> [TASK REQUIREMENTS]:
Which lines run from the one containing "Our team would appreciate it if you could outline the textured" to the last line of the entries? Return them exactly, with nothing more.

Phrase grounding data
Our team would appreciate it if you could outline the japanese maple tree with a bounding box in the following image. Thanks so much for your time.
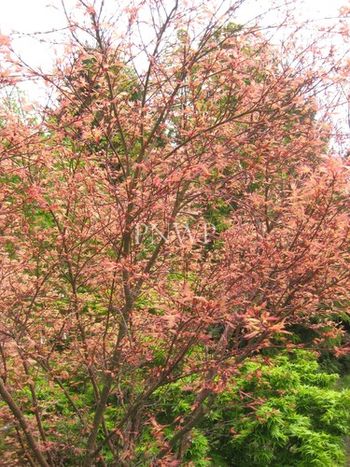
[0,0,349,464]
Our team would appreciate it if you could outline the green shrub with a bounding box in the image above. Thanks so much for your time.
[149,350,350,466]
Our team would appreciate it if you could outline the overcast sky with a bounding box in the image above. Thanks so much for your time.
[1,0,346,31]
[0,0,348,107]
[1,0,347,69]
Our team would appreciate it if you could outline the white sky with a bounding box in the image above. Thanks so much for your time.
[0,0,348,120]
[1,0,346,31]
[1,0,347,66]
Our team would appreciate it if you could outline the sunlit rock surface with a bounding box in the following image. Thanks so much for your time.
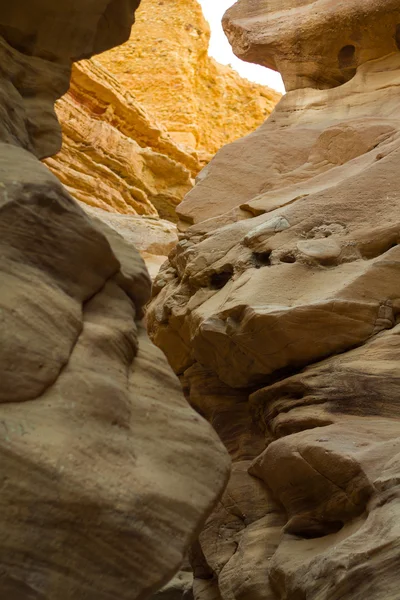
[98,0,281,160]
[45,59,199,221]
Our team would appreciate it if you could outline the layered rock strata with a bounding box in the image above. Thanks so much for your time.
[149,1,400,598]
[45,59,198,221]
[98,0,281,159]
[43,0,281,281]
[0,2,230,599]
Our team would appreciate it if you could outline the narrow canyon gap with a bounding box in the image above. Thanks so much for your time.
[1,0,400,599]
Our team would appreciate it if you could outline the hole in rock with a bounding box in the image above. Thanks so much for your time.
[253,251,271,268]
[338,45,356,69]
[318,256,340,268]
[210,268,233,290]
[396,25,400,50]
[360,239,398,260]
[280,252,296,264]
[287,520,344,539]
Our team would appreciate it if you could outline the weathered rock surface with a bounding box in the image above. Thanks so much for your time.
[98,0,281,159]
[152,569,193,600]
[148,2,400,598]
[0,1,230,598]
[82,201,179,279]
[223,0,400,91]
[45,59,198,221]
[43,0,281,283]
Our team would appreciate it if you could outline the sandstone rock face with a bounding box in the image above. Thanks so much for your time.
[98,0,281,159]
[148,2,400,598]
[82,201,179,279]
[44,59,199,221]
[0,1,230,598]
[223,0,400,91]
[0,0,141,62]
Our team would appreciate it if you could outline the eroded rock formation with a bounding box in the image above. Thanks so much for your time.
[44,57,194,275]
[45,59,199,220]
[149,1,400,598]
[98,0,281,159]
[0,2,230,598]
[43,0,282,277]
[223,0,400,91]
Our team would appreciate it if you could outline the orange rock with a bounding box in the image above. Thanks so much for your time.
[98,0,281,158]
[45,60,197,220]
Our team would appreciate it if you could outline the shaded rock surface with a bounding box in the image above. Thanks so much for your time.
[0,1,230,598]
[148,1,400,598]
[152,570,194,600]
[82,201,179,279]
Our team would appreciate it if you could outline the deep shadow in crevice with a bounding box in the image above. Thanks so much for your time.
[280,252,296,264]
[359,239,398,260]
[338,44,357,81]
[338,44,356,68]
[210,268,233,290]
[395,24,400,50]
[253,251,271,268]
[286,519,344,539]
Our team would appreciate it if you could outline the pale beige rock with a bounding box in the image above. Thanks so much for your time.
[223,0,400,91]
[152,571,193,600]
[81,202,178,278]
[250,325,400,597]
[82,203,178,256]
[0,1,230,598]
[148,3,400,598]
[177,53,400,227]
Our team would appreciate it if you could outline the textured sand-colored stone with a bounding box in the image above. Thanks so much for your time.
[0,1,230,598]
[98,0,281,159]
[45,59,198,221]
[148,2,400,598]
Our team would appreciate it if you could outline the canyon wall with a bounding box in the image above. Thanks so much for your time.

> [OUTPUT OF THE EXERCISE]:
Our team would appreciate it if you could outline the textured sand-colored stone with a bounding box in the image above. Thanks so much for your time.
[0,1,230,598]
[98,0,281,159]
[45,59,198,221]
[148,2,400,598]
Our team would appreciate it if you could outline the canyon wall with a bounding box in the image above. Thanks so much for your time.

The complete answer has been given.